**The task:** Copy out each line of the data below in which "mountain" appears.

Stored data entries
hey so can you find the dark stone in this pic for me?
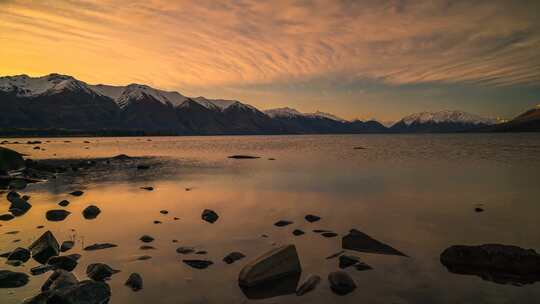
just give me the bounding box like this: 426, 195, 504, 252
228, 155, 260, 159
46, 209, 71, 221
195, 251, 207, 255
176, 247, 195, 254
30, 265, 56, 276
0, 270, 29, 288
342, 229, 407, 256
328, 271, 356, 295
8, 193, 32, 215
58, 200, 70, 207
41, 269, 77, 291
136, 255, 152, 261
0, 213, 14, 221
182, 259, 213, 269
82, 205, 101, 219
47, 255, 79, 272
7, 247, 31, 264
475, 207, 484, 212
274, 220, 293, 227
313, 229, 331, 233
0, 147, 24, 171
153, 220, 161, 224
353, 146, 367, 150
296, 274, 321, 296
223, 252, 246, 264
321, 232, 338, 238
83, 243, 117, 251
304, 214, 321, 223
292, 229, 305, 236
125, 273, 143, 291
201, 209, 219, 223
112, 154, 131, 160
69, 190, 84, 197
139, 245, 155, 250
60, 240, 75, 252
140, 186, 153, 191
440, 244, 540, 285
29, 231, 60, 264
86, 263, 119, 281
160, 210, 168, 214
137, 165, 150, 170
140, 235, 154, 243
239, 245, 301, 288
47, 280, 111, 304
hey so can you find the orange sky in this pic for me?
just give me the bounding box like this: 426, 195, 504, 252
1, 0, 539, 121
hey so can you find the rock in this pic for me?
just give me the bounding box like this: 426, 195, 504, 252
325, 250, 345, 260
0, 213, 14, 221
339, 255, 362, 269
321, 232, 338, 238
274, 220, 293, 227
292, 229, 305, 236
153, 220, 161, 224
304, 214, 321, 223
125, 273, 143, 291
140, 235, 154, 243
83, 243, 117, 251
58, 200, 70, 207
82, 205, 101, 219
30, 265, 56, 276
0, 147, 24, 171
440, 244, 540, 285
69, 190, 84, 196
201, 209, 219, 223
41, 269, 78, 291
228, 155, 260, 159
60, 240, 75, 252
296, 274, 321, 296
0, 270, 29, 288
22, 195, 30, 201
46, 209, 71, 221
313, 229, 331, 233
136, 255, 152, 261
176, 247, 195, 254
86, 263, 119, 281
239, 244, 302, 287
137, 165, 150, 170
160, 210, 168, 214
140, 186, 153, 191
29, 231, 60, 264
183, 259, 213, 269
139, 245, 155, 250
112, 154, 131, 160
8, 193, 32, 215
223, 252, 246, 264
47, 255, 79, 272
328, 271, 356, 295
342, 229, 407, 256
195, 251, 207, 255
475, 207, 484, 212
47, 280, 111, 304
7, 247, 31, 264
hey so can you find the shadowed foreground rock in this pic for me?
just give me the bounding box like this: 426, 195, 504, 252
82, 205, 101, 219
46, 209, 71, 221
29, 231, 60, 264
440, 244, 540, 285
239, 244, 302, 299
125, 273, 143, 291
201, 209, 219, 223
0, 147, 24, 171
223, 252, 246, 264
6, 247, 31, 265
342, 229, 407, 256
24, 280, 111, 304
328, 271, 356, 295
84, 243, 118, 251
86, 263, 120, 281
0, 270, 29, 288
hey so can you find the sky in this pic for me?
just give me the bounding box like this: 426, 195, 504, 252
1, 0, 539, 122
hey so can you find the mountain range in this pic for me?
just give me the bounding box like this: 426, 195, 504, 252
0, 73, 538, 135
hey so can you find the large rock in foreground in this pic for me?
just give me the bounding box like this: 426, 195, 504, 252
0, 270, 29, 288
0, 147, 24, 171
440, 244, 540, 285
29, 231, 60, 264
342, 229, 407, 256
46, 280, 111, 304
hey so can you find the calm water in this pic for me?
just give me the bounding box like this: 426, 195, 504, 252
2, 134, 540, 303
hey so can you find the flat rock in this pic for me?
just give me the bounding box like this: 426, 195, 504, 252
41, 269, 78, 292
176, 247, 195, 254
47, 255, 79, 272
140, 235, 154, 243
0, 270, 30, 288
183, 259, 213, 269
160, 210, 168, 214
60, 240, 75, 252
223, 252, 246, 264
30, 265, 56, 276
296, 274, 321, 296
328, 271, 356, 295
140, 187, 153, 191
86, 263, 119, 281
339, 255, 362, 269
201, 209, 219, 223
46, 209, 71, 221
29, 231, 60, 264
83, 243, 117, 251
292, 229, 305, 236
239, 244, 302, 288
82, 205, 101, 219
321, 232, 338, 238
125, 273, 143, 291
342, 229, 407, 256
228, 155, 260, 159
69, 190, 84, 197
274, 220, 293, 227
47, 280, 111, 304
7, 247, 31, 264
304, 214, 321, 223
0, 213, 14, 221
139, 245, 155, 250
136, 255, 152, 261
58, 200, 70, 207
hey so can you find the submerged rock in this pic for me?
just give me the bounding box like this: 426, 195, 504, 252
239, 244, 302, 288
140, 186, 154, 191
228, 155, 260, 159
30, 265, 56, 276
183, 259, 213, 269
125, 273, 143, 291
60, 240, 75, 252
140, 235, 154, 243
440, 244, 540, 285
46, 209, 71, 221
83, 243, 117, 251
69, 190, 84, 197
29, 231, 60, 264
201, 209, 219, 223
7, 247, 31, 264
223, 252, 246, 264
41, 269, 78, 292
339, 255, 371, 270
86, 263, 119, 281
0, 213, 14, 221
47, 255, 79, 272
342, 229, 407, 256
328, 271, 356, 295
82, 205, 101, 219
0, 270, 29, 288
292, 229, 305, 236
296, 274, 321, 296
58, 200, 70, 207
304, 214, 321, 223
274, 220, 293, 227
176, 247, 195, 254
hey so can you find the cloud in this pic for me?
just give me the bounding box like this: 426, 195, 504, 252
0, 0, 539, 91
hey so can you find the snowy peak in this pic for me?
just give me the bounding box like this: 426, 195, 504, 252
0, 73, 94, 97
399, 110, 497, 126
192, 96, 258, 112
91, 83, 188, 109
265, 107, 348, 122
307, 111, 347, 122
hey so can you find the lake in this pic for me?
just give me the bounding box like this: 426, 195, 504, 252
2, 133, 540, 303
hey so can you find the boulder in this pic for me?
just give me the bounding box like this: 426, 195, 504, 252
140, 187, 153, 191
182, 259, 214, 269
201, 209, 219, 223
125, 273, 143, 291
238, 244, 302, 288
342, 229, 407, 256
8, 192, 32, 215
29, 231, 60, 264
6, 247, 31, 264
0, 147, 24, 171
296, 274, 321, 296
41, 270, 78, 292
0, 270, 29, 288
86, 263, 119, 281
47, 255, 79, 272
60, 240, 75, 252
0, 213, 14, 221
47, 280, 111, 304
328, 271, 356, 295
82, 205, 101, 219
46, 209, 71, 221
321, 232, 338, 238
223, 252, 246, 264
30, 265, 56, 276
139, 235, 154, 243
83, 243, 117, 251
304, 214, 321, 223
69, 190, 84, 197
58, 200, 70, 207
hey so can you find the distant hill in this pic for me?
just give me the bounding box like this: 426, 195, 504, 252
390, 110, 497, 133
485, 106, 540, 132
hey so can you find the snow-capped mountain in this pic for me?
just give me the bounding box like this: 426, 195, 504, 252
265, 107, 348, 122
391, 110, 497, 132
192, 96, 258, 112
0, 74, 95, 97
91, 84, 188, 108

**Solution for this exercise:**
hey so can you find the mountain range in this pic for me?
hey so can you find the snow-capped mountain in this pic for me?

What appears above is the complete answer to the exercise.